[SHORT TASK 1]
Answer these questions from the column on not voting for Obama:
(a) Which presidential debate does the column say took place the night before?
(b) In what year did the writer vote for Obama?
(c) What percentage of those killed in the drone war does the column call innocent civilians?
[SHORT TASK 2] Please supply the next part of the column on not voting for Obama, picking up after its last sentence.

[EXCERPT PROVIDED]
..........
SYNDICATED COLUMN: If You Vote, You Can’t Complain

Why It’s OK for Disgusted Liberals Not to Vote for Obama

Here we go again. Like Charlie Brown considering Lucy’s offer to hold the football so he can kick it–and Lucy’s promises not to pull it away at the last second, as she’s done every time in the past–lefties are being urged to set aside their disgust over the last four years and vote Democratic.

At least Lucy respected Charlie Brown enough to lie to him. President Obama isn’t even bothering to tell disappointed progressive voters that things will be different this time. At last night’s second presidential debate, for example, he promised to create jobs years in the future–not now, when we need them.

Despite my well-documented doubts, I voted for Obama in 2008. Not this time.

“If you don’t vote for Obama, you’re letting Romney win.” (So many friends, colleagues, family members, correspondents, bloggers and random whoevers have told me that that it hardly seems fair to single one out for attribution.)

Nonsense!

No election in the U.S. has ever been decided by one vote. None.

Thus, by definition, my vote is purely symbolic. (Don’t give me that “if everyone thinks the same way…” garbage. If everyone bought my book, it would be a #1 bestseller. If everyone used trashcans, there wouldn’t be litter. If everyone…if if if. The only vote you control, the only action you can take, is your own.)

My vote has no value other than as a symbolic endorsement. And I refuse to endorse what this president has done and failed to do.

I won’t symbolically endorse his drone war, which has killed thousands of Pakistanis–98% of them innocent civilians, the other 2% political dissidents with no designs against the U.S.
..........
[SUPPLIED INFORMATION]
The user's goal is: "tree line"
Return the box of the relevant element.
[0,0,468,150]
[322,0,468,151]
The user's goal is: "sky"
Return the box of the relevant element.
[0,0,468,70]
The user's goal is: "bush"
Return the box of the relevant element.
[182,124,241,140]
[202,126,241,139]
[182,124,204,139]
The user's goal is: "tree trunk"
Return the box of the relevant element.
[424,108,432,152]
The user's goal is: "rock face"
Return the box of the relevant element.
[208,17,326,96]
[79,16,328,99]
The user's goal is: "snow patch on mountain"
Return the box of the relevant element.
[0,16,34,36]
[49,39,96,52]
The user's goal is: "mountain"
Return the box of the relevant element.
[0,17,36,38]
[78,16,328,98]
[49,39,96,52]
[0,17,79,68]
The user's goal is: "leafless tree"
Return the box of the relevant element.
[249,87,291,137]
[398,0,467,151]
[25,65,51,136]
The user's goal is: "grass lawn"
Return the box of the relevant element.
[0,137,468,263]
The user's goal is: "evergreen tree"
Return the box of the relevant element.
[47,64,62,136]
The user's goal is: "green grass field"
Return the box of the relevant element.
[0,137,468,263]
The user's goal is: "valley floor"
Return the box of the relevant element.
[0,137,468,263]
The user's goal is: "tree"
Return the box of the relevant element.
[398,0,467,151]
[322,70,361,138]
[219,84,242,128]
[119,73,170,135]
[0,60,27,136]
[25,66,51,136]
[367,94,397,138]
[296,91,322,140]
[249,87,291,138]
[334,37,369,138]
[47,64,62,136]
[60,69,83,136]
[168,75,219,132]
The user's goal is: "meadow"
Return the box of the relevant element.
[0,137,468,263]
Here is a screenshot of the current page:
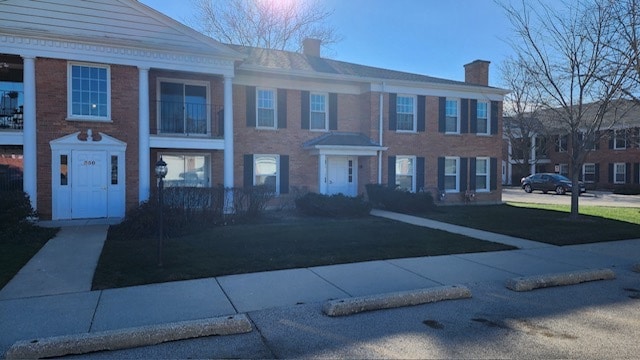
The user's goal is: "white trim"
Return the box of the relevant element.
[66,61,111,122]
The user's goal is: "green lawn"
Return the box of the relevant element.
[0,226,58,289]
[423,203,640,245]
[93,216,512,289]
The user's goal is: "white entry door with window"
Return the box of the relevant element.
[326,156,358,196]
[71,151,108,218]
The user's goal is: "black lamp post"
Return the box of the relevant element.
[155,156,169,267]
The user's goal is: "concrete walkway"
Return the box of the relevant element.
[0,211,640,353]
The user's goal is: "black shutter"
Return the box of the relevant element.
[490,101,500,135]
[460,99,469,134]
[387,156,396,189]
[469,99,478,134]
[389,93,398,131]
[609,164,613,184]
[416,157,424,192]
[460,158,469,191]
[280,155,289,194]
[245,86,256,127]
[300,91,311,129]
[489,158,498,190]
[438,157,444,191]
[278,89,287,129]
[242,154,253,189]
[469,158,476,191]
[417,95,427,131]
[438,97,447,132]
[329,93,338,130]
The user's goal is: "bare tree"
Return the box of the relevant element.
[502,0,631,219]
[189,0,340,51]
[500,58,546,183]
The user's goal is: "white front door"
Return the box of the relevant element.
[327,156,358,196]
[71,150,109,219]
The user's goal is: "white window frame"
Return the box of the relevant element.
[613,129,627,150]
[253,154,280,195]
[256,88,278,129]
[396,94,418,133]
[613,163,627,184]
[474,157,491,192]
[158,151,212,188]
[395,155,416,192]
[443,156,460,193]
[67,61,111,122]
[476,101,491,135]
[309,92,329,131]
[156,77,211,137]
[582,163,596,184]
[444,98,460,134]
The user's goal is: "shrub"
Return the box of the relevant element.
[366,184,435,214]
[296,193,371,217]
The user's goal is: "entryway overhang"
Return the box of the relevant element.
[302,132,388,156]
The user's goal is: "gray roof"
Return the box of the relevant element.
[226,44,497,89]
[303,132,380,148]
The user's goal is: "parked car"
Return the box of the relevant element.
[520,173,586,195]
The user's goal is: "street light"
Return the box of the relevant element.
[155,156,169,267]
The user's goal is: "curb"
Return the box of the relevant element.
[5,314,252,360]
[322,285,471,316]
[506,269,616,291]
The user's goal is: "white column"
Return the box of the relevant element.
[23,57,38,209]
[223,75,234,213]
[138,68,151,202]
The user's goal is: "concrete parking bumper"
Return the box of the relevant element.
[506,269,616,291]
[322,285,471,316]
[5,314,252,360]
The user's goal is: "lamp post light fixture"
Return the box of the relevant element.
[155,156,169,267]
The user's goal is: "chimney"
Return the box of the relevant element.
[302,38,321,57]
[464,60,490,86]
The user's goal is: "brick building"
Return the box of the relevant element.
[0,0,506,219]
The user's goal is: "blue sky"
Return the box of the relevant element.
[140,0,512,86]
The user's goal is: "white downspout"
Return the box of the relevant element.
[378,81,384,185]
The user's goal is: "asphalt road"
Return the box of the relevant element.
[502,187,640,208]
[66,269,640,359]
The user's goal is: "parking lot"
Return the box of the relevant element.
[502,186,640,208]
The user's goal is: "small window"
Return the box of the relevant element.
[476,158,489,191]
[309,93,327,130]
[60,154,69,186]
[396,95,416,131]
[396,156,415,192]
[256,89,276,128]
[111,155,118,185]
[253,155,280,194]
[582,164,596,183]
[68,63,111,121]
[476,101,490,135]
[445,99,460,133]
[613,163,627,184]
[159,153,211,187]
[444,157,460,192]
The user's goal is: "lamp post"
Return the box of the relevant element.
[155,156,169,267]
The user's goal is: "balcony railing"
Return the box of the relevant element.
[0,90,24,130]
[150,101,224,138]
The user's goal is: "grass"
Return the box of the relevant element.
[0,225,58,289]
[424,203,640,245]
[93,212,512,290]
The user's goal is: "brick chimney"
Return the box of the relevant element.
[464,60,490,86]
[302,38,321,57]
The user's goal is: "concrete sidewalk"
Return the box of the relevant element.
[0,212,640,353]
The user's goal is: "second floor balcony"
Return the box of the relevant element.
[150,101,224,138]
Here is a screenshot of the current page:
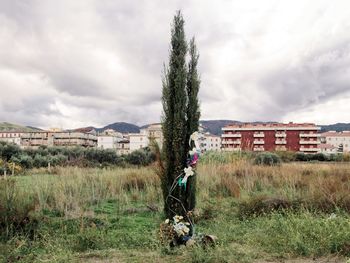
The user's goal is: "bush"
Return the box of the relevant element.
[0,179,37,240]
[254,152,281,165]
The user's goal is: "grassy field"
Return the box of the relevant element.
[0,158,350,262]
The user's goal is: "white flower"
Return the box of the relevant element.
[184,166,194,177]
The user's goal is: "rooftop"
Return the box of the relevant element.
[225,122,317,129]
[321,131,350,137]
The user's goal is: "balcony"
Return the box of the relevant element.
[221,133,242,138]
[275,133,287,138]
[275,140,287,144]
[299,133,321,137]
[275,146,287,151]
[300,147,319,152]
[253,147,265,152]
[222,147,241,152]
[299,140,320,144]
[221,140,241,144]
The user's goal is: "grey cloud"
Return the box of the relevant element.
[0,0,350,127]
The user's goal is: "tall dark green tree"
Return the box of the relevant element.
[162,11,199,218]
[184,38,200,213]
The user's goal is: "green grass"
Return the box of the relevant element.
[0,163,350,262]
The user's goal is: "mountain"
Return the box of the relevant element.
[0,122,40,132]
[320,123,350,132]
[96,122,140,133]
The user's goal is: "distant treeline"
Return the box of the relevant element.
[0,142,155,174]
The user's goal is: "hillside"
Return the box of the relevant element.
[0,122,40,132]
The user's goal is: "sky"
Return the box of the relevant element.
[0,0,350,128]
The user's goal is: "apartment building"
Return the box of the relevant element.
..........
[TASK RESULT 1]
(a) The second presidential debate.
(b) 2008.
(c) 98%.

[TASK RESULT 2]
I will not endorse Obama’s 2009 decision to hand $7.77 trillion–$24,000 for every man, woman and child in the country–to bankers, no strings attached, who ought to be in prison while consciously standing by and allowing millions of homeowners to fall victim to illegal foreclosures and failing to abolish the time limit for unemployment benefits, as is standard in other countries.

Obama can go golfing more than 100 times while prisoners the Pentagon has declared innocent continue to rot in Gitmo dog cages. I can’t stop his war crimes. But he can commit them without my tacit silence-equals-death consent, much less my voluntary endorsement.

I could write a book.

The comedian George Carlin said: “People say, ‘If you don’t vote, you have no right to complain,’ but where’s the logic in that? If you vote and you elect dishonest, incompetent people into office who screw everything up, you are responsible for what they have done. You caused the problem; you voted them in; you have no right to complain. I, on the other hand, who did not vote, who in fact did not even leave the house on election day, am in no way responsible for what these people have done and have every right to complain about the mess you created that I had nothing to do with.”

If you’re like me, you think Mitt Romney would be even worse than Obama. What should you do? Whatever you want.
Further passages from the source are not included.